**Requirement**
Please copy each line of the records below that includes the word "black".

**Records for this task**
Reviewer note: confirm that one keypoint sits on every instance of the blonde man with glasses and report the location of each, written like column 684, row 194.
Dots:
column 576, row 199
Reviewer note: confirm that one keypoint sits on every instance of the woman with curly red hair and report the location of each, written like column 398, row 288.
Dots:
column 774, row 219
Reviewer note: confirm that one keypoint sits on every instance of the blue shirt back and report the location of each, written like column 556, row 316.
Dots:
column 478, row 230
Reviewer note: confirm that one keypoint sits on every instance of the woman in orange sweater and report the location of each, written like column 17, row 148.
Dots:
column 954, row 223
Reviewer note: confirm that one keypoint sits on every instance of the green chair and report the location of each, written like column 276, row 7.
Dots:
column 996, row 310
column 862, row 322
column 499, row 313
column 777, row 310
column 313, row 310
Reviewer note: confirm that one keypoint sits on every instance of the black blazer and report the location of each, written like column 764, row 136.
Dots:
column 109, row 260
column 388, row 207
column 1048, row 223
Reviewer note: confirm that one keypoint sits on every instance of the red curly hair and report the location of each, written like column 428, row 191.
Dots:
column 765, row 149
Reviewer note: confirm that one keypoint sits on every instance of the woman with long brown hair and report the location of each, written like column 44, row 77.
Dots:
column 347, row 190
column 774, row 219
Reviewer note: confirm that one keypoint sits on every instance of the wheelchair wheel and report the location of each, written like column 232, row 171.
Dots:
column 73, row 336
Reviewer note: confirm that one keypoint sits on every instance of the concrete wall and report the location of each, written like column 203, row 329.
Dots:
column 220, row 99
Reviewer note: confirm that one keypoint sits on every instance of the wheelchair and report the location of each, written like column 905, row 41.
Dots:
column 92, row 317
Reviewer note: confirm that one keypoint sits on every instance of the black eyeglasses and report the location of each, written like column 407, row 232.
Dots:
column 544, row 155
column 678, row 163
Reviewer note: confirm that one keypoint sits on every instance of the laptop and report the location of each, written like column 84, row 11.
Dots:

**Answer to this exercise**
Reviewer note: confirm that one keypoint sits on every instance of the black blazer and report the location of each, written like column 764, row 136.
Reviewer note: confirm that one keypoint sits on every instance of the black eyeglasses and report the location of each, written like column 407, row 232.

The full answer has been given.